Your task is to output all the records below, word for word.
____________
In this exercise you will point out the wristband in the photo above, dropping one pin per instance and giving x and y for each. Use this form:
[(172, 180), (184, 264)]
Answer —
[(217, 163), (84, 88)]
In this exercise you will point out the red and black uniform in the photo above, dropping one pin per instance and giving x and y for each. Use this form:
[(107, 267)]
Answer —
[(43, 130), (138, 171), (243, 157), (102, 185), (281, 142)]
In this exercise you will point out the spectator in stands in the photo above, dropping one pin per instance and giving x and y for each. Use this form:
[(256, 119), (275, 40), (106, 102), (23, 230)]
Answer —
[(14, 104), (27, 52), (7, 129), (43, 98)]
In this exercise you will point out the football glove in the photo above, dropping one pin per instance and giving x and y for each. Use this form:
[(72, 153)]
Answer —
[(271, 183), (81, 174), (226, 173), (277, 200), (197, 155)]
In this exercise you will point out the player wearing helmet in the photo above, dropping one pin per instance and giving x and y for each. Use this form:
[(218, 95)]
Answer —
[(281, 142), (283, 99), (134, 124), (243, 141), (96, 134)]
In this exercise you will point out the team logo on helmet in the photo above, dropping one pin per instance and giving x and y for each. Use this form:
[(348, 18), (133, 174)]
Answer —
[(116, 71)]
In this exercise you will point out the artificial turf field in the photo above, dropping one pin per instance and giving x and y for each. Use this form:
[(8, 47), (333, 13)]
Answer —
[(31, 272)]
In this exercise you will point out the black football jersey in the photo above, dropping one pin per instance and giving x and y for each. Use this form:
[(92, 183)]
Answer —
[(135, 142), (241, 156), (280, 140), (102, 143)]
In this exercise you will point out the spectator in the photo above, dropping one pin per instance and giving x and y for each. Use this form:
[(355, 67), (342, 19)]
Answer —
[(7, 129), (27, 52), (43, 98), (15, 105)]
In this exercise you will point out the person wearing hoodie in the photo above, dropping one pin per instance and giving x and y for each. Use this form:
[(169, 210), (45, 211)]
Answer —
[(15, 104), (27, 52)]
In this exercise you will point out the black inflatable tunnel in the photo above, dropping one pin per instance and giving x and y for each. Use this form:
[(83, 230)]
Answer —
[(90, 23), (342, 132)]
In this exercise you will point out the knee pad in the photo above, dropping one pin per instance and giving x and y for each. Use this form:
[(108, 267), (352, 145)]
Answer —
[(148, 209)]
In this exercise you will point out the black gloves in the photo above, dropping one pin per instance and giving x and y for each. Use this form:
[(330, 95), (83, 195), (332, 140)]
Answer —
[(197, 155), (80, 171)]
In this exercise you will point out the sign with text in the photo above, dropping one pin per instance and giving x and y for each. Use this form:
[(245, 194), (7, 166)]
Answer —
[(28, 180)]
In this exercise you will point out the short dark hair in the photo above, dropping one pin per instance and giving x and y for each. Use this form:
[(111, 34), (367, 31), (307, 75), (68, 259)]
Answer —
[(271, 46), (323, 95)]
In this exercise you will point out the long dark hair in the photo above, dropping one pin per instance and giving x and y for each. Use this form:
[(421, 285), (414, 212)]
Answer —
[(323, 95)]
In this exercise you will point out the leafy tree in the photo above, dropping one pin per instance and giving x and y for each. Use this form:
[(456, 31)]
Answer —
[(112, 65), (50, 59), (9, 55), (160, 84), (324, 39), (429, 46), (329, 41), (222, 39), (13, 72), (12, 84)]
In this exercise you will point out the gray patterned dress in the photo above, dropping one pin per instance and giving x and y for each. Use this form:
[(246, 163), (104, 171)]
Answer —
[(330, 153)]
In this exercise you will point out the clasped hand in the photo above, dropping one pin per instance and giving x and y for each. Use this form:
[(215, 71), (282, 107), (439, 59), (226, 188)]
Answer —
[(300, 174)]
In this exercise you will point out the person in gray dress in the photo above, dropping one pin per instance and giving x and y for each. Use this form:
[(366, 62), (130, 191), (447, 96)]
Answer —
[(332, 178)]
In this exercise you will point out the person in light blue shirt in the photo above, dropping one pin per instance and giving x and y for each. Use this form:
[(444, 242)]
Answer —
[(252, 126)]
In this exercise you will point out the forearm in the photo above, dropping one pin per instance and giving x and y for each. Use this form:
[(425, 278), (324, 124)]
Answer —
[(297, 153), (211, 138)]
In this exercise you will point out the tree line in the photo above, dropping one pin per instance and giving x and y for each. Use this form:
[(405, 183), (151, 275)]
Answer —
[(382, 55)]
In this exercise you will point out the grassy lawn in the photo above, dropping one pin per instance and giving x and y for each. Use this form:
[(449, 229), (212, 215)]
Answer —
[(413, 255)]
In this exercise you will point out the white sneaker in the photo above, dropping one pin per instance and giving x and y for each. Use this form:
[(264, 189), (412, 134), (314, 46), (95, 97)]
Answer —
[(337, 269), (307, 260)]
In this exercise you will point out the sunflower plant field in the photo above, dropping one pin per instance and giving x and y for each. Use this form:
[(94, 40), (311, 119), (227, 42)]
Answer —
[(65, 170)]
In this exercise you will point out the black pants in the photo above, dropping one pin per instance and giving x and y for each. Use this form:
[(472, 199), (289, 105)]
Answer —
____________
(EXERCISE ANSWER):
In this exercise you will point out the wristband in the photo above, dropping one pin per instance and giving x and y for each. Use this form:
[(172, 180), (184, 264)]
Answer —
[(217, 163), (84, 88)]
In this exercise you will point out the red and black uniform in the photo above, dropping one pin per instance and giving x and y for each. Use this form:
[(107, 267)]
Answer —
[(43, 130), (138, 171), (243, 157), (102, 185), (281, 142)]
In this exercise you will point out the spectator in stands in the photo above, dropping one pin per instance and giving x and y for each. Use this form:
[(256, 119), (275, 40), (106, 102), (23, 230)]
Answer —
[(14, 104), (27, 52), (7, 129), (43, 98)]
In this exercise you will point out the football glove in the photo above, dropping one pin per instance and giving x and y for each. Use this form:
[(72, 153)]
Answer —
[(271, 183), (81, 174), (226, 173), (277, 200), (197, 155)]
In this exercise you will point out the player wearing helmet in the photo above, dropping one pin per instance and giving x and y for each. Use this form:
[(218, 95)]
Answer —
[(281, 142), (283, 99), (134, 124), (243, 141), (96, 134)]
In this exercise you will point out the team logo on helmet in the photo above, dropping one pin per instance and giving x and y for each. Use this form:
[(348, 18), (133, 174)]
Answer —
[(116, 71)]
In this exercise you will point out the artificial turf field in the photo above, dropping one pin per instance and giving x and y for each. Use this form:
[(8, 47), (333, 13)]
Answer —
[(31, 272)]
In this exercise you will point out the black football jersey in the photo above, dropping one pin per instance and giving x and y for each. Use this form:
[(92, 183)]
Answer —
[(135, 142), (241, 156), (280, 140), (102, 143)]
In this exercise you will point out the spectator in the photo above, dropping one pin per instance and giving x and y for each. Use this form:
[(355, 67), (342, 19)]
Answer —
[(7, 129), (27, 52), (43, 98), (15, 105)]
In this exercise you will point out the person wearing hoodie in the photo above, dropping one pin per instance and giving x and y for each. Use this form:
[(169, 210), (45, 211)]
Answer —
[(15, 104), (27, 52)]
In this exercise you will point out the black inflatable tunnel in the photo above, dropping one pin per instance and giving x and y for each. Use this form:
[(83, 230)]
Answer —
[(90, 23), (342, 132)]
In this exercise you will point out the knee pad in the photo above, dropping one pin per instance and giving x and y for each. Use this form:
[(108, 267), (352, 145)]
Answer —
[(148, 209)]
In this exercise you will point out the black gloves in the photo above, dropping one pin per instance and giving x and y for each. Use this form:
[(330, 95), (83, 195), (332, 140)]
Answer —
[(197, 155), (80, 171)]
In this exercise you will point out the sign with text in the photo above, dropping one pin per instance and giving x and y for each. Use this form:
[(245, 194), (7, 166)]
Answer —
[(28, 180)]
In this exercise you will point out the short dark hair in the photo above, dropping one pin per instance and giving x and y for each. Use this form:
[(111, 34), (367, 31), (307, 75), (68, 259)]
Answer —
[(271, 46), (323, 95)]
In this exercise you will point out the long dark hair in the photo above, dropping one pin per instance and giving x and y for each. Use this form:
[(421, 285), (414, 212)]
Answer —
[(323, 95)]
In this exercise you will point out the leafy tree in the photo above, dropping one pin per instance and giving x and y for each. Use this form:
[(456, 31)]
Answer —
[(112, 65), (50, 59), (9, 55), (160, 84), (324, 39), (429, 46), (329, 41), (222, 39), (13, 72), (12, 84)]
In this exercise you will point out the gray patterned dress in the photo above, dropping one pin per instance and giving x and y for each. Use this form:
[(246, 163), (104, 171)]
Answer —
[(330, 153)]
In this exercise you will point out the clasped hand in the photo above, dropping one pin per instance and giving x and y for each. Use this form:
[(215, 71), (282, 107), (439, 59), (226, 188)]
Answer —
[(300, 174)]
In this exercise you will point out the person in gray dress in the photo above, dropping one pin per instance and giving x and y for each. Use this form:
[(366, 62), (130, 191), (447, 96)]
Answer —
[(332, 178)]
In this exercise you will point out the person in light blue shirt in the photo above, dropping one pin per instance and giving x and y for each. Use this form:
[(444, 242)]
Answer —
[(252, 126)]
In this exercise you will point out the forearm in the photo above, dropping one pin per instance and giving x and y for each. Use this form:
[(425, 278), (324, 124)]
Answer —
[(297, 153), (211, 138)]
In this exercise you will point out the tree line in the photo above, dropping one pin per instance and giving x and y for each. Use this form:
[(405, 183), (151, 275)]
Answer —
[(382, 55)]
In this exercise you will point out the grassy lawn in the photo above, dropping one pin per instance and giving x and y for each. Use this form:
[(449, 229), (212, 215)]
Answer —
[(413, 255)]
In this exercise you will point out the white sneaker in the photo above, dropping one pin per instance and giving x and y for each. Use this form:
[(264, 189), (412, 134), (314, 46), (95, 97)]
Answer —
[(337, 269), (307, 260)]
In this exercise you will point out the sunflower plant field in the photo above, dropping one pin per instance and giving x and y for each. Use this form:
[(94, 40), (311, 119), (227, 42)]
Answer —
[(65, 170)]
In this exercise you will point out the black pants in the photo above, dropping one pin per instance and giving x and y for each. Use this form:
[(472, 199), (289, 105)]
Answer —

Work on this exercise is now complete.